(객체 포인팅 데이터셋 발췌)
◇ ◇ ◇ ◇ ◇ ◇ ◇
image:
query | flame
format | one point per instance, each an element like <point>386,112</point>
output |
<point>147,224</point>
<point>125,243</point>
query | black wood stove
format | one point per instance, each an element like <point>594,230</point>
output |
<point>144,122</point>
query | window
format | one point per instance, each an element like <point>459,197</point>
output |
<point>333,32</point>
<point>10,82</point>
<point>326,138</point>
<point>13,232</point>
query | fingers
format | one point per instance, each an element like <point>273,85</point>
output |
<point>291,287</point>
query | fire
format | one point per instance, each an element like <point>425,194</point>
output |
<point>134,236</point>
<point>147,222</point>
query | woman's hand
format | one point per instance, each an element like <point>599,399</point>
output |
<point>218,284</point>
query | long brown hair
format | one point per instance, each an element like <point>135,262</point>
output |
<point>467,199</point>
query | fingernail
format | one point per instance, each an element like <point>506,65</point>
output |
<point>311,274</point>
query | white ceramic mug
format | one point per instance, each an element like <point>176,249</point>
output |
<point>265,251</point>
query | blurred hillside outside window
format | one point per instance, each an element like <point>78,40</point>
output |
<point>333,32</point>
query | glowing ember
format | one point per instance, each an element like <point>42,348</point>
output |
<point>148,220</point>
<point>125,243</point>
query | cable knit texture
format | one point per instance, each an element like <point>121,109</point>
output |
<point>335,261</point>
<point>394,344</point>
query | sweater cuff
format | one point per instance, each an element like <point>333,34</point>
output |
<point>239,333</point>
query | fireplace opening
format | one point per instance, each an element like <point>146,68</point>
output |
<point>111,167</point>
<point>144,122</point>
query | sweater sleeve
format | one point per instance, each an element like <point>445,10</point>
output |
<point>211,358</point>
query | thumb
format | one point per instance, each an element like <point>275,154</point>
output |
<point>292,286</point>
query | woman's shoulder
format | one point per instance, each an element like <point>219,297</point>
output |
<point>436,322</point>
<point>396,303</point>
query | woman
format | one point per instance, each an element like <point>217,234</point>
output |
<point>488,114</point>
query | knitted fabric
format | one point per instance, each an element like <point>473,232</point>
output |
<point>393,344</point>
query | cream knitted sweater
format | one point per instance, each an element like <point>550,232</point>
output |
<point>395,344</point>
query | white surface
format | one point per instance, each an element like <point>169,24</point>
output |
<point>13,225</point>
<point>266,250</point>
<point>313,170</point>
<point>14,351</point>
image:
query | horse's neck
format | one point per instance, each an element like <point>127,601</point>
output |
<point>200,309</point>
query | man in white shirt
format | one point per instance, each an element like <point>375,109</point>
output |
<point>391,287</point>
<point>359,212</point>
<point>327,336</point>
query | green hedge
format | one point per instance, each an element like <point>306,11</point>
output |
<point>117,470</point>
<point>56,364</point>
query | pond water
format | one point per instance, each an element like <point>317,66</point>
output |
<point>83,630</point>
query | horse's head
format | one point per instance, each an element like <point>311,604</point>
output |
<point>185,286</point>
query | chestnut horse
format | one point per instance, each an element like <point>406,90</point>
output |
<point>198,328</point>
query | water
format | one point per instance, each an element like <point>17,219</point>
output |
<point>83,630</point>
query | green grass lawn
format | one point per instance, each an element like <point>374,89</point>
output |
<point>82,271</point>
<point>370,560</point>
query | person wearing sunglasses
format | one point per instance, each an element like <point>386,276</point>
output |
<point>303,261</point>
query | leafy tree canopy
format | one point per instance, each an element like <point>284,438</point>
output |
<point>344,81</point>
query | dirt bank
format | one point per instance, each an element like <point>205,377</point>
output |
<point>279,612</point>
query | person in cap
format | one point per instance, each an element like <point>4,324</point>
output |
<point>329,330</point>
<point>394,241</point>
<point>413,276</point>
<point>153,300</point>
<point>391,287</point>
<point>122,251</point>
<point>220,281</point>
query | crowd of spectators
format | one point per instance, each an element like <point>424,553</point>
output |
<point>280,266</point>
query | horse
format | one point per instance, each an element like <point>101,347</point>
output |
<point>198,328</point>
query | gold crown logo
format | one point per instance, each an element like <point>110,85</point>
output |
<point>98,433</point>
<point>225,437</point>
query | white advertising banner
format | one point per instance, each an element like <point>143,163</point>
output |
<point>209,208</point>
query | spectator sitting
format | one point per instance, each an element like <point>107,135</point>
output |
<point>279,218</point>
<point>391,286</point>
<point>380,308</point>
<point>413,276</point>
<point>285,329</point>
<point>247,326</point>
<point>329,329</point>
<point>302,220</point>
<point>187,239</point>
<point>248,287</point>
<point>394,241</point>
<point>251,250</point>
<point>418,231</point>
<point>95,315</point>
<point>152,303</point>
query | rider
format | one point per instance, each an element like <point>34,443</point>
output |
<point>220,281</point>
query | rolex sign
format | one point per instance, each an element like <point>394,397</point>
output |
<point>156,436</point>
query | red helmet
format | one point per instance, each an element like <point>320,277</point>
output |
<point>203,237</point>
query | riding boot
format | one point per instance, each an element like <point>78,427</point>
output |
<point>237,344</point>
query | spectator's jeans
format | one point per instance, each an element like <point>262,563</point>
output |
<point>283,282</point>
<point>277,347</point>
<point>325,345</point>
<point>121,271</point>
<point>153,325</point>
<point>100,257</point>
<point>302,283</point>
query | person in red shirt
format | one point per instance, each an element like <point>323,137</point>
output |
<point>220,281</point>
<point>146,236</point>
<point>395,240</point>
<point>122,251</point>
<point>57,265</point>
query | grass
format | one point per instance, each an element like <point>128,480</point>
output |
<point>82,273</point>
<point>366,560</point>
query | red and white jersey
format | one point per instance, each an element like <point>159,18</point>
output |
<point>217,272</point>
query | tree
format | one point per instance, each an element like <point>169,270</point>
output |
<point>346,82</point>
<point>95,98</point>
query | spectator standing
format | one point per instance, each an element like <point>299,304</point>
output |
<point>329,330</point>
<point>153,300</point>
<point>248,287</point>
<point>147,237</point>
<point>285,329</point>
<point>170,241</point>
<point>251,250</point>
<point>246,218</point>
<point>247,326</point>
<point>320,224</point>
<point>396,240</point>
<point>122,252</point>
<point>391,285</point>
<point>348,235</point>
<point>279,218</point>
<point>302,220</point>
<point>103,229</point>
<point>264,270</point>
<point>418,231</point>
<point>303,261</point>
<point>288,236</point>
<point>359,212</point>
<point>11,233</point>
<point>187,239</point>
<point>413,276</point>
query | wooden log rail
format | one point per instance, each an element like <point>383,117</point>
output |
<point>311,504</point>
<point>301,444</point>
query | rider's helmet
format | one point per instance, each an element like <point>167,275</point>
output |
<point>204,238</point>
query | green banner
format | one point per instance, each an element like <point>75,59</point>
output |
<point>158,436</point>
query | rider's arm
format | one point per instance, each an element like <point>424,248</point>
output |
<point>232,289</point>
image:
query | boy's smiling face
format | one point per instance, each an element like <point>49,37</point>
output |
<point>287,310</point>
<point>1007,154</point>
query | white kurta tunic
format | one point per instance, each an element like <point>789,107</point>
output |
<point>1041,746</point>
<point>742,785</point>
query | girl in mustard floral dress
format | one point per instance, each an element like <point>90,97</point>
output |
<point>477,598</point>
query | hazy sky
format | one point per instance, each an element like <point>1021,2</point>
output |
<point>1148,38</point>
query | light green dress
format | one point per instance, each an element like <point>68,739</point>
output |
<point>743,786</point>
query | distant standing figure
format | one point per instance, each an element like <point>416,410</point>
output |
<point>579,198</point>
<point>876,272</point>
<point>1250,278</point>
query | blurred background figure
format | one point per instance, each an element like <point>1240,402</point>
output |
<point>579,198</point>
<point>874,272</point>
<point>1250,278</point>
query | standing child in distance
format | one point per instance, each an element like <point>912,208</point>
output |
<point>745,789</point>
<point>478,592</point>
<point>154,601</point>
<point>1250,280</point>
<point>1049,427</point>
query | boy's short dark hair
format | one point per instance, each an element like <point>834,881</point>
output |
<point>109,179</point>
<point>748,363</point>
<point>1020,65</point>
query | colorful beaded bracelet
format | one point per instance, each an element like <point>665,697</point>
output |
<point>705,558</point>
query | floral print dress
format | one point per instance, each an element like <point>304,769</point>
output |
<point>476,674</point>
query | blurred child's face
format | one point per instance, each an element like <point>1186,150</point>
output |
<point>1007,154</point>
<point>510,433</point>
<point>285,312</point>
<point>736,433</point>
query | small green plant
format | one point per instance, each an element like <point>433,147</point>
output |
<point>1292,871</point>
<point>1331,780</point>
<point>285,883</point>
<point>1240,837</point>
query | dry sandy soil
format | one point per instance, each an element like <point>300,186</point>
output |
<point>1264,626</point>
◇ ◇ ◇ ◇ ◇ ◇ ◇
• 작업 지시
"query | blurred child's face"이 있는 줄부터 항목의 마지막 줄까지, 양 끝을 포함한 줄들만 다시 쓰세요. 이때 "small green plant" 부분을 "small potted plant" 표현으로 대체하고 나머지는 그대로 두세요.

• 응답
query | blurred child's face
format | one point per instance, each an element like <point>1186,150</point>
output |
<point>1007,154</point>
<point>510,433</point>
<point>285,312</point>
<point>736,433</point>
query | small potted plant
format | one point per instance, each an element like <point>433,147</point>
output |
<point>1292,871</point>
<point>1331,780</point>
<point>285,883</point>
<point>1240,837</point>
query | dry sandy soil
format | one point per instance, each an element like <point>300,186</point>
output |
<point>1264,626</point>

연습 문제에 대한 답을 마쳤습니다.